◆ Exercise instructions: Up to and including the line that contains "Segment out dirt ground from the image above.", reproduce every line exactly, beginning with the first line below.

-- Information given follows --

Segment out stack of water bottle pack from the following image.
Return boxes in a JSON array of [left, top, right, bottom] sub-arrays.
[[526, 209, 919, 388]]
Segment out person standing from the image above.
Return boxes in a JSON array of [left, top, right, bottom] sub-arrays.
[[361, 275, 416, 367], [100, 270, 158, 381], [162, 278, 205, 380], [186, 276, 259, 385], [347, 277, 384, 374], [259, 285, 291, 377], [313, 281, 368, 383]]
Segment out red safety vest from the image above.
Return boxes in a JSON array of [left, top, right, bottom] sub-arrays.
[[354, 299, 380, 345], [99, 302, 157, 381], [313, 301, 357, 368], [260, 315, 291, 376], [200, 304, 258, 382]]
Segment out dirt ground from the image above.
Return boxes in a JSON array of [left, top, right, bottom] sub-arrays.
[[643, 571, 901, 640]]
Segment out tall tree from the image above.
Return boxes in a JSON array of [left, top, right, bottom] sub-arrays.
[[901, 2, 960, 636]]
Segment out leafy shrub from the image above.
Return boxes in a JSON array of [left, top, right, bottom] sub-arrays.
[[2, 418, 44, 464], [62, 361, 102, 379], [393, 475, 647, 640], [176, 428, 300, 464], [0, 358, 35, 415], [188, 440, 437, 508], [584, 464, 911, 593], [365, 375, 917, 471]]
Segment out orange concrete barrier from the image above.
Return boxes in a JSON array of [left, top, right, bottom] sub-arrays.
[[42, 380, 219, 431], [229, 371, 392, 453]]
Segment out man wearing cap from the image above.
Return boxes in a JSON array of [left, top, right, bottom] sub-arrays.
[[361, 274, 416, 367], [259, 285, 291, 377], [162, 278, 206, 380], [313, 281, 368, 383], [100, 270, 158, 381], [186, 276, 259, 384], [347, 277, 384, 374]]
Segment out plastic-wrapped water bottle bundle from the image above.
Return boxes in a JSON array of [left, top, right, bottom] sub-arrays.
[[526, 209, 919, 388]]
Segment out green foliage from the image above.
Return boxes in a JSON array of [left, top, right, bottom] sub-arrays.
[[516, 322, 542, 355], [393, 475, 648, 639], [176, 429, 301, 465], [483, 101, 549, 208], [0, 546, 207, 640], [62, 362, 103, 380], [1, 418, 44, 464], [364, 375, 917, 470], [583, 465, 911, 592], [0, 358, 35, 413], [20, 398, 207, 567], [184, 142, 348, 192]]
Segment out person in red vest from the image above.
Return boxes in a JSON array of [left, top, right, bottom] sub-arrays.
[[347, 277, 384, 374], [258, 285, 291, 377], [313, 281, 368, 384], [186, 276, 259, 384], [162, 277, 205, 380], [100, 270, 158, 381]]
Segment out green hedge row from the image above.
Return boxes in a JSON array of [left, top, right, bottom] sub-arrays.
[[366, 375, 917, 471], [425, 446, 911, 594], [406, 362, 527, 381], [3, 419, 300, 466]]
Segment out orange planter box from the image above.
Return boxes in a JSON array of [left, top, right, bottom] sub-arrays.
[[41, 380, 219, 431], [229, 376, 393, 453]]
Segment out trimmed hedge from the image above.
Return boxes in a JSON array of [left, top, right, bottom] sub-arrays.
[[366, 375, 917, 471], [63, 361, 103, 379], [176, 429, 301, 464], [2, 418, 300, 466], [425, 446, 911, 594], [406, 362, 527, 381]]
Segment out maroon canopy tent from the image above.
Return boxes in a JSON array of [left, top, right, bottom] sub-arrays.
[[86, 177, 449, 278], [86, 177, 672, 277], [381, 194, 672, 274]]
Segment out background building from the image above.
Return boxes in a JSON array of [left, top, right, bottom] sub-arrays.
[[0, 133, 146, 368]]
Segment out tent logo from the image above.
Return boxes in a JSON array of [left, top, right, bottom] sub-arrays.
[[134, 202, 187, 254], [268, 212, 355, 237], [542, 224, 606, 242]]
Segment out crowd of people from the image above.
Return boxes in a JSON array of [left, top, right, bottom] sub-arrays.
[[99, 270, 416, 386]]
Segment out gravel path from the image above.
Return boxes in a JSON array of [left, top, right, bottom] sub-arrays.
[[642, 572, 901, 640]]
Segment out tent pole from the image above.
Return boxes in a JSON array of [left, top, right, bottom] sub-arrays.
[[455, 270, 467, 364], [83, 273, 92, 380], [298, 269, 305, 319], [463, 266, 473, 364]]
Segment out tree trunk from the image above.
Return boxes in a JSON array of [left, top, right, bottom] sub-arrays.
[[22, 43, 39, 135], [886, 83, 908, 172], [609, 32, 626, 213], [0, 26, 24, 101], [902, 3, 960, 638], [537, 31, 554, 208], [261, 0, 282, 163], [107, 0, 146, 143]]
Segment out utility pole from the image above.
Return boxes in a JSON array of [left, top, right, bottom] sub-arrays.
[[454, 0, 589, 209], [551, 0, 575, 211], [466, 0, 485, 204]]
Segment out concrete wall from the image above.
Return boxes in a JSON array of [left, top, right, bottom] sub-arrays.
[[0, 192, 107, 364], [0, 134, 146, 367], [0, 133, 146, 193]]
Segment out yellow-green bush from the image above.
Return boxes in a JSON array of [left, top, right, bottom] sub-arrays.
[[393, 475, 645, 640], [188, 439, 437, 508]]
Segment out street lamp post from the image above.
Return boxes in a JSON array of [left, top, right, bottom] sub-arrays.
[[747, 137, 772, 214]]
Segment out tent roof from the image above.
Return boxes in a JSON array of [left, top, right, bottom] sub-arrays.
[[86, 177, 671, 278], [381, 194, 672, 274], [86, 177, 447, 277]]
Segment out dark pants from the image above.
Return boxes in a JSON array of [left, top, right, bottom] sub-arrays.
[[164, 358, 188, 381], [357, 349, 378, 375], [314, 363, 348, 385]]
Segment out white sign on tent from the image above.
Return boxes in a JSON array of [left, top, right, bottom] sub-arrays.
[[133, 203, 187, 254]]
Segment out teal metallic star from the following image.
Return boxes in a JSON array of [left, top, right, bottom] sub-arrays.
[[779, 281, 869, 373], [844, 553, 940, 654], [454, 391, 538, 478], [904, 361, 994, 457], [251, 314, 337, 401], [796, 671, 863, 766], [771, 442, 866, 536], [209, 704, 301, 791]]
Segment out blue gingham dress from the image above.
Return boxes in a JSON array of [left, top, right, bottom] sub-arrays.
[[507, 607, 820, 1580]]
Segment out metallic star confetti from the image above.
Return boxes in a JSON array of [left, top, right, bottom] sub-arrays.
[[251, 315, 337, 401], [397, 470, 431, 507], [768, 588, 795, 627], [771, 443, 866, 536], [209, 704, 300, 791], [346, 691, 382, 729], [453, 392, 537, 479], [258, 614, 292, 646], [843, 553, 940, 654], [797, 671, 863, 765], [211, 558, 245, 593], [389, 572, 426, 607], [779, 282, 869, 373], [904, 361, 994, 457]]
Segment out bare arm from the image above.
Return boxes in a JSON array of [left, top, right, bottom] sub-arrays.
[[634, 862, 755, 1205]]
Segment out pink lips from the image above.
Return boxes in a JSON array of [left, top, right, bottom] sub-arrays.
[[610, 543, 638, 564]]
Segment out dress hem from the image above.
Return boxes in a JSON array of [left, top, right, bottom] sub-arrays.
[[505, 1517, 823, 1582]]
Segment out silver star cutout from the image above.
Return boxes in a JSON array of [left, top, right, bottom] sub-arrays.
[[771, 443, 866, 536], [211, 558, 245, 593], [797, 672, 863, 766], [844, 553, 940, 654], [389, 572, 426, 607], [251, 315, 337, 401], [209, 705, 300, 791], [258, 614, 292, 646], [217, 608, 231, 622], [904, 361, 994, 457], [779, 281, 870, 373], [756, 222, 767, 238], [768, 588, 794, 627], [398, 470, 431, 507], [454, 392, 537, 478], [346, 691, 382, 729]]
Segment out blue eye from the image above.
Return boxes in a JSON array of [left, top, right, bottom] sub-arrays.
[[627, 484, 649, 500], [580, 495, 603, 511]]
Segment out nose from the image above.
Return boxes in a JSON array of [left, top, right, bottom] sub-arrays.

-- Information given concluded --

◆ Solution:
Segment out stack of water bottle pack from the following image.
Return boxes in a JSON array of [left, top, right, bottom] sub-arrays.
[[526, 209, 919, 388]]
Segment out person standing from the image above.
Return boxes in a JSON array of [left, top, right, bottom] sub-arrays.
[[361, 275, 416, 367], [100, 270, 158, 381], [162, 278, 205, 380], [186, 276, 259, 385], [347, 277, 384, 374], [259, 285, 291, 377], [313, 281, 368, 383]]
Segment out red safety vest from the image above.
Return boxes in a JSON array of [left, top, right, bottom] sub-arrays.
[[354, 299, 380, 345], [99, 302, 157, 381], [313, 301, 357, 368], [260, 315, 291, 376], [200, 304, 258, 382]]
Segment out dirt ground from the image above.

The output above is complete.